What you will do: Extract every line starting at the line that contains "Note: point to every instance of the raised" and ending with the final line of the data, inclusive; give only those lines, word for word.

Exercise material:
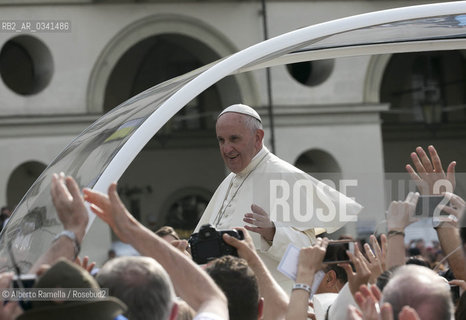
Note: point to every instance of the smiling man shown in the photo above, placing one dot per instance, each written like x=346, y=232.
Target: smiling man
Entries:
x=247, y=195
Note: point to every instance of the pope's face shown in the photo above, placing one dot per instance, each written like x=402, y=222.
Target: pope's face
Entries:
x=238, y=143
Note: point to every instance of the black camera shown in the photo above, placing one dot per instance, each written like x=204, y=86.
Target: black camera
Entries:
x=208, y=244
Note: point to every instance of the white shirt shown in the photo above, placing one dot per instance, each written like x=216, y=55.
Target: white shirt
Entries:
x=262, y=183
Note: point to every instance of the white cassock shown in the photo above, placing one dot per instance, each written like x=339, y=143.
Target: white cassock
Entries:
x=268, y=182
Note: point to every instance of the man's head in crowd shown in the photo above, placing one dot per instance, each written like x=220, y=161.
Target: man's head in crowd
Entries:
x=66, y=274
x=239, y=284
x=239, y=134
x=334, y=279
x=420, y=288
x=335, y=276
x=142, y=284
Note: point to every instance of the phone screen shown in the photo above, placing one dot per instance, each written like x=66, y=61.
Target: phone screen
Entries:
x=426, y=205
x=336, y=251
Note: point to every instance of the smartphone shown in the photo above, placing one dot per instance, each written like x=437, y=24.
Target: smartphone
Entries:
x=426, y=205
x=25, y=281
x=336, y=251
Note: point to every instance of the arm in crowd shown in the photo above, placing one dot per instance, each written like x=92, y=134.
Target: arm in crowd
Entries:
x=448, y=234
x=73, y=215
x=191, y=282
x=399, y=216
x=430, y=172
x=309, y=262
x=345, y=298
x=430, y=176
x=275, y=299
x=376, y=257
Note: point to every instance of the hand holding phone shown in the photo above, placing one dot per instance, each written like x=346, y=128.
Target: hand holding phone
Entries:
x=336, y=251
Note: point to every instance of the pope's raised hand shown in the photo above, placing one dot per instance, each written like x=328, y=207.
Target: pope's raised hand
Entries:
x=261, y=223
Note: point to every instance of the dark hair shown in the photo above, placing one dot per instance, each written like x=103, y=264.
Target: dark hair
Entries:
x=418, y=260
x=239, y=284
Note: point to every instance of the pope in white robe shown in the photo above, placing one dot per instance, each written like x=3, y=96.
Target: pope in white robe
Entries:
x=296, y=202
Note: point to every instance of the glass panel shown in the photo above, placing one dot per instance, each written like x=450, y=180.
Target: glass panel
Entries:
x=34, y=222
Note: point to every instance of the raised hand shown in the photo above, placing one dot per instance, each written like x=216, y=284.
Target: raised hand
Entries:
x=85, y=263
x=362, y=274
x=376, y=257
x=69, y=203
x=261, y=223
x=401, y=213
x=430, y=177
x=245, y=247
x=111, y=210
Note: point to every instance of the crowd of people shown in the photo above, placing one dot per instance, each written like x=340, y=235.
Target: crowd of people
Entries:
x=382, y=279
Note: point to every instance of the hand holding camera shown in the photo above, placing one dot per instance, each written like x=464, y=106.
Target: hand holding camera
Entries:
x=208, y=243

Exercise answer:
Note: point to every instance of the raised hand shown in the photo above, placing one dot per instance, each written like x=216, y=284.
Target: raised hand
Entries:
x=85, y=263
x=362, y=274
x=376, y=257
x=69, y=203
x=261, y=223
x=401, y=213
x=430, y=177
x=245, y=247
x=111, y=210
Note: point to every instance of the crowd of people shown in the photo above, placing one dot per instance, each written like x=340, y=235.
Target: crowd of people
Entries:
x=382, y=279
Note: point to every instance of the hand holding camera shown in the photo above, placing one dot per instance, each written like x=464, y=106.
Target: hand holding camera
Entries:
x=208, y=243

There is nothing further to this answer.